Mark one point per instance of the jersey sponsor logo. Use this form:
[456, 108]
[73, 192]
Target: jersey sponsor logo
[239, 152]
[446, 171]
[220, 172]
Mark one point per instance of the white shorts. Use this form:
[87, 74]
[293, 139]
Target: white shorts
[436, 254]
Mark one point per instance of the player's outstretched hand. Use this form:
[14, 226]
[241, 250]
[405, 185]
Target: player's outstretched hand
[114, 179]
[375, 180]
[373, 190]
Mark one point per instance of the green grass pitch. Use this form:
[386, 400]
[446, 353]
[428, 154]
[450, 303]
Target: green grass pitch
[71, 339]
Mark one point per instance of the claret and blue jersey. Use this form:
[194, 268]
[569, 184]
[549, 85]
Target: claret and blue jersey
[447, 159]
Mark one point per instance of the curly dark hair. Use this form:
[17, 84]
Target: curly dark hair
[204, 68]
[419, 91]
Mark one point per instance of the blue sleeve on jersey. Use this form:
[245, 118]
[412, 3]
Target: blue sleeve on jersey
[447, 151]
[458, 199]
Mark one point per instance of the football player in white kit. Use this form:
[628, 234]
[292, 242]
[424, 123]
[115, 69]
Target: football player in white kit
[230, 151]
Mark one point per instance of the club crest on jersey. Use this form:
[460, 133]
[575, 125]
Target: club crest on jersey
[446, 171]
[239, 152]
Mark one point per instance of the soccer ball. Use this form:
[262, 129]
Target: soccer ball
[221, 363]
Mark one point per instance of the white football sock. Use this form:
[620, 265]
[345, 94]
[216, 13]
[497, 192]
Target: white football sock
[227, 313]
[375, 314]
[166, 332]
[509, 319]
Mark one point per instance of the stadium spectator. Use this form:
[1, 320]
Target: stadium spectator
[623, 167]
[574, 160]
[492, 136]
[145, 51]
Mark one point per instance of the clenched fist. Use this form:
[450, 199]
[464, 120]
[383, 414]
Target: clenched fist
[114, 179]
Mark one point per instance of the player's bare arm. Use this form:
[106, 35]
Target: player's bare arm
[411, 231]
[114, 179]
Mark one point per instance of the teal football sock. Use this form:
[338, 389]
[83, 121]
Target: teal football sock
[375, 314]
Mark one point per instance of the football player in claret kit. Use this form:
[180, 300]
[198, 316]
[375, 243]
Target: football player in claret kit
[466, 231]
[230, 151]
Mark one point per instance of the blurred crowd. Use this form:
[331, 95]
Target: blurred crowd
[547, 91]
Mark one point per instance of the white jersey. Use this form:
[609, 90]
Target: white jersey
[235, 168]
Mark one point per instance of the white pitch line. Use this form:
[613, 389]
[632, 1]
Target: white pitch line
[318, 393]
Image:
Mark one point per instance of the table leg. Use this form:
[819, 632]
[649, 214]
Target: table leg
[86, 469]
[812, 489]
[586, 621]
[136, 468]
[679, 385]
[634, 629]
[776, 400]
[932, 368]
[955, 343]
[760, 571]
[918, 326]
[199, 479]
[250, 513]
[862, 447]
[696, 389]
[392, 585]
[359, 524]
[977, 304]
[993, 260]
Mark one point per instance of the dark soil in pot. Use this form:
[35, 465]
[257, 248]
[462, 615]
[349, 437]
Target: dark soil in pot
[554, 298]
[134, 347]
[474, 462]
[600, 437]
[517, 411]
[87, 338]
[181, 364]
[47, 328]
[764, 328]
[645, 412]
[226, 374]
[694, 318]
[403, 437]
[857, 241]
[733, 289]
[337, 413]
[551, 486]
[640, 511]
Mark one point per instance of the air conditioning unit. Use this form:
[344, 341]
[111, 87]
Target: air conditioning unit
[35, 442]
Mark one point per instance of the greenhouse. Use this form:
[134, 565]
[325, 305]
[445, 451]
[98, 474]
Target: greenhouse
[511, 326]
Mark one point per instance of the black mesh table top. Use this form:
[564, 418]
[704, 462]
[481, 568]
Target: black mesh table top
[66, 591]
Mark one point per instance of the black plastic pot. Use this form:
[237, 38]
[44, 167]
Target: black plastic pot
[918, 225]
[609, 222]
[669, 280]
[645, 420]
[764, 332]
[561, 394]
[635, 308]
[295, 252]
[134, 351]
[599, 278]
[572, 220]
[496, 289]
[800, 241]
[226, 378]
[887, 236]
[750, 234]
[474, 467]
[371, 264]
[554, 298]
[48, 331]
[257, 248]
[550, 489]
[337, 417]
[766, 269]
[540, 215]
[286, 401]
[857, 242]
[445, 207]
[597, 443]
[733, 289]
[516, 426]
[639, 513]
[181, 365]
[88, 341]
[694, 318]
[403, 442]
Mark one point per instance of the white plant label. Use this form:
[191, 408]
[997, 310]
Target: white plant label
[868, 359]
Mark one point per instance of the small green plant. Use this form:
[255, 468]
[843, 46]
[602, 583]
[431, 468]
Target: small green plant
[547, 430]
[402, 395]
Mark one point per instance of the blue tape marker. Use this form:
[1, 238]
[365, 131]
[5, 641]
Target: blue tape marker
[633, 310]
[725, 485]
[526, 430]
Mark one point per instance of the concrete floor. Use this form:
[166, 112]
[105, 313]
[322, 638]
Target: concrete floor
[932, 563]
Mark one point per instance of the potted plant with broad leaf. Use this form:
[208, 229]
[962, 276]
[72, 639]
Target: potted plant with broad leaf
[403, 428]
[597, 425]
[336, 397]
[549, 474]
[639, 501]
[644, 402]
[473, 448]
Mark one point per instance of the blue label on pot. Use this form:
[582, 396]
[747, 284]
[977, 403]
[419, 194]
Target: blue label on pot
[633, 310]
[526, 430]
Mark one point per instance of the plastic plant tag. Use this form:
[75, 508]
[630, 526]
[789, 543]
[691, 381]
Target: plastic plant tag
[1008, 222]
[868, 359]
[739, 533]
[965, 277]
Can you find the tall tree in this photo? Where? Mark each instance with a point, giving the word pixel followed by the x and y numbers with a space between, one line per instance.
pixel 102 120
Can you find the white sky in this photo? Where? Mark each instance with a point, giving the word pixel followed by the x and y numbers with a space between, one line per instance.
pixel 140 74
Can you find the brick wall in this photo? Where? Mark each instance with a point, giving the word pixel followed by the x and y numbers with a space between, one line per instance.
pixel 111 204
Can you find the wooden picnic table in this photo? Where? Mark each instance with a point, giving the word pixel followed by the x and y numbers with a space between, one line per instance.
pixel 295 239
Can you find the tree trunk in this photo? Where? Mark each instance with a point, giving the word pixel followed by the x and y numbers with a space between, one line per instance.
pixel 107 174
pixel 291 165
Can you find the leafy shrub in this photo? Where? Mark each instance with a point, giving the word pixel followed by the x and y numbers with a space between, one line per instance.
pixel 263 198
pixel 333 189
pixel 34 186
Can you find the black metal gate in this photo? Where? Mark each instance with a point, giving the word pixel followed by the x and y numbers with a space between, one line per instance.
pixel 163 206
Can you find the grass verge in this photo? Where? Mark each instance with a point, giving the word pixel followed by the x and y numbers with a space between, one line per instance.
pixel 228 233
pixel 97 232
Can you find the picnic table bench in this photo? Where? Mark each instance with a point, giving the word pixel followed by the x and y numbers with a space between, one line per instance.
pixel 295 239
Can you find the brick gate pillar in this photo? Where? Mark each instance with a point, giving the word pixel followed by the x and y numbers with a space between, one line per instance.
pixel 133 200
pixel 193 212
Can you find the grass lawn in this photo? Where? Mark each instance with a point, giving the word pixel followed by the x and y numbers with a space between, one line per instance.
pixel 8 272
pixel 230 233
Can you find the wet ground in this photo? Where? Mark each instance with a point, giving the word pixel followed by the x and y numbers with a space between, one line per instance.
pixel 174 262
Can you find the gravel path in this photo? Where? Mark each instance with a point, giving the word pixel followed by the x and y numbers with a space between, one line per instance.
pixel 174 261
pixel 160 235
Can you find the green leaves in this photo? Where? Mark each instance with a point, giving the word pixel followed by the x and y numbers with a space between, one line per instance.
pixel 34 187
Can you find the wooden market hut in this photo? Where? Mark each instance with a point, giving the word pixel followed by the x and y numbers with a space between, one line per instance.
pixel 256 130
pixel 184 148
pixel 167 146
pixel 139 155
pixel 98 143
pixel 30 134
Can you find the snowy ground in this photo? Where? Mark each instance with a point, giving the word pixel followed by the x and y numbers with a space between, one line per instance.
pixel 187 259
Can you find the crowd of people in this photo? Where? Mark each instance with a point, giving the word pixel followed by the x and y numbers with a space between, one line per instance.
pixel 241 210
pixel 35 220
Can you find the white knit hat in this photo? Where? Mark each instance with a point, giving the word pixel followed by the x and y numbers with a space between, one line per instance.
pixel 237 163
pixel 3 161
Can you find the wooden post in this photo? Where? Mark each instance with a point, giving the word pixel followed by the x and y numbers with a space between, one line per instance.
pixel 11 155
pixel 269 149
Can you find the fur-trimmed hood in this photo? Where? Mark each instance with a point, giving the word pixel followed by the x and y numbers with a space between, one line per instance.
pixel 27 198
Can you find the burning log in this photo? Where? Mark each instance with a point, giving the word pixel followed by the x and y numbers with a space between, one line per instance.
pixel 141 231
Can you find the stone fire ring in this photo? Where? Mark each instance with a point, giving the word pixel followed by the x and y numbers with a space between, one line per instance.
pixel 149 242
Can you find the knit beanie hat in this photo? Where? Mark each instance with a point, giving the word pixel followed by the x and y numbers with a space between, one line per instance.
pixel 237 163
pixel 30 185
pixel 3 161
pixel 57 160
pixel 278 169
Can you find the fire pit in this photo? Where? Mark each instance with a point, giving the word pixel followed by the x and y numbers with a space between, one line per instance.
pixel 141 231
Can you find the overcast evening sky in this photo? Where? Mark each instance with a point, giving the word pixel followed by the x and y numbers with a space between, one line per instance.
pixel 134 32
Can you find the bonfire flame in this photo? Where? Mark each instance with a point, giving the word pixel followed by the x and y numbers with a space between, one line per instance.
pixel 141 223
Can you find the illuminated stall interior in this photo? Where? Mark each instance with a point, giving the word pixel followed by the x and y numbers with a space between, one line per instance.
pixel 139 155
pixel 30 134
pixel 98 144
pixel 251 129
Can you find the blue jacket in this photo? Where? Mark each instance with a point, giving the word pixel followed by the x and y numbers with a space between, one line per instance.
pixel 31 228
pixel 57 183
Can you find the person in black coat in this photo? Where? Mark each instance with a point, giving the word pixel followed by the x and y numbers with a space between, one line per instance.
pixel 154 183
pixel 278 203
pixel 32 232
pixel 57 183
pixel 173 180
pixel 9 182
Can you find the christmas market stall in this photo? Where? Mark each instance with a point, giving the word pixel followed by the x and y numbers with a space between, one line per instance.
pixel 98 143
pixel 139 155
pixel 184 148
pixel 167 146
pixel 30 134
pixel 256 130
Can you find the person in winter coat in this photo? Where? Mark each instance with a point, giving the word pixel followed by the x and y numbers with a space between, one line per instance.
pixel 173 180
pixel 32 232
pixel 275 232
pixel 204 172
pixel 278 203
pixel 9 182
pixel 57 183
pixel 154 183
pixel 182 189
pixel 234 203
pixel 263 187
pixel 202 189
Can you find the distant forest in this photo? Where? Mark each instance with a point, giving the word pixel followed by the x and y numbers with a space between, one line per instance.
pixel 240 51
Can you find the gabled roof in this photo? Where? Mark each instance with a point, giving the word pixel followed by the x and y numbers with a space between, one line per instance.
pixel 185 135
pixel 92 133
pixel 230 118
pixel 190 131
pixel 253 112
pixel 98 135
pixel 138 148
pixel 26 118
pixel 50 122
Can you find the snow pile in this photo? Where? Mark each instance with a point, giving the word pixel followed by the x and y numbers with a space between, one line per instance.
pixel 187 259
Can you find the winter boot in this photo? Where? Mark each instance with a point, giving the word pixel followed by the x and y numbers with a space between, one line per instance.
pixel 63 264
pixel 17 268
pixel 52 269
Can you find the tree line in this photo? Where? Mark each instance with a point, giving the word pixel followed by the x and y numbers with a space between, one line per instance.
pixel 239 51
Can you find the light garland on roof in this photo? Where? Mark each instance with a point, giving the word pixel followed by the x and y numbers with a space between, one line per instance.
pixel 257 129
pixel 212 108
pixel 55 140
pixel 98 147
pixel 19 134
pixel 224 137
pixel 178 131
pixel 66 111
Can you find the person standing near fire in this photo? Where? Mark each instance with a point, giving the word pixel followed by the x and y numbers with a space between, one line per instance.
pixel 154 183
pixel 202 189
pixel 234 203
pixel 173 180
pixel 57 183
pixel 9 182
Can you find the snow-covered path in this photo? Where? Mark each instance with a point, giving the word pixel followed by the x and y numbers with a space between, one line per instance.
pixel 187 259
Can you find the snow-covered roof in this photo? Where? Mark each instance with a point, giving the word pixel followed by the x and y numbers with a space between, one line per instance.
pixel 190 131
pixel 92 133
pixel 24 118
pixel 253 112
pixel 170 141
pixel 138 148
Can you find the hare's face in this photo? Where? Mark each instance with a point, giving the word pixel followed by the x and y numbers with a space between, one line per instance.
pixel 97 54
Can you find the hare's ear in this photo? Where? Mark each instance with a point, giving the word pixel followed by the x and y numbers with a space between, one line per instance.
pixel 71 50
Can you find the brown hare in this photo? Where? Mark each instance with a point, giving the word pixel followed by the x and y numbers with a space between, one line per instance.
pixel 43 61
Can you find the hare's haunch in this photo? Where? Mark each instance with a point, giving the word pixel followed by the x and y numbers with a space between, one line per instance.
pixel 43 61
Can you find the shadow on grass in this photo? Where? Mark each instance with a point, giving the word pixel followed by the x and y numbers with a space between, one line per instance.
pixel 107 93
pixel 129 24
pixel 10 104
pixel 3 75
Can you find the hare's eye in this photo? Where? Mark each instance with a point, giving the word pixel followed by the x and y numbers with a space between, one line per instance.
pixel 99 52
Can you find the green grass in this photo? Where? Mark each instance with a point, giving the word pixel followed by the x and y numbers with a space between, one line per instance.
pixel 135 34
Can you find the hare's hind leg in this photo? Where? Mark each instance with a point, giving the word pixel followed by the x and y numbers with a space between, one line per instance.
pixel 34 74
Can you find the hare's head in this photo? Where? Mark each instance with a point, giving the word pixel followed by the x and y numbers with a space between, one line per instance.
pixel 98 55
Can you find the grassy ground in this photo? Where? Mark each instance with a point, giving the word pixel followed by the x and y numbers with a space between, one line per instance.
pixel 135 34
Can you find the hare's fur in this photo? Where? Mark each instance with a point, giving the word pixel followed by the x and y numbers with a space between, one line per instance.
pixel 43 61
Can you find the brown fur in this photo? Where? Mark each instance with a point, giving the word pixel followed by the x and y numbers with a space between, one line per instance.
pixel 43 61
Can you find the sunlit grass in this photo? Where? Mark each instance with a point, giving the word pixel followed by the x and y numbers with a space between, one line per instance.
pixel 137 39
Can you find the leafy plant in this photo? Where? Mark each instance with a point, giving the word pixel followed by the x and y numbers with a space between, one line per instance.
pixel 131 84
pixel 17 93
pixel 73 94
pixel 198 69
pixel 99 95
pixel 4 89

§ **ABOUT THIS TASK**:
Quote exactly the first line of the entries and every line after it, stopping with the line that contains "Mark one point per instance of the claret".

§ **SOLUTION TO THE EXERCISE**:
Mark one point per instance of the jersey sponsor logo. Use this form:
[456, 108]
[73, 192]
Target: jersey sponsor logo
[239, 152]
[446, 171]
[220, 172]
Mark one point per instance of the white shorts. Use this form:
[87, 74]
[293, 139]
Target: white shorts
[436, 254]
Mark one point per instance of the player's outstretched hand. Use this form:
[14, 226]
[241, 250]
[405, 185]
Target: player's outstretched hand
[114, 179]
[375, 180]
[373, 190]
Mark one point per instance of the green grass pitch. Use this form:
[386, 400]
[446, 353]
[428, 154]
[450, 303]
Target: green grass pitch
[71, 339]
Mark one point per instance of the claret and blue jersey. Use this form:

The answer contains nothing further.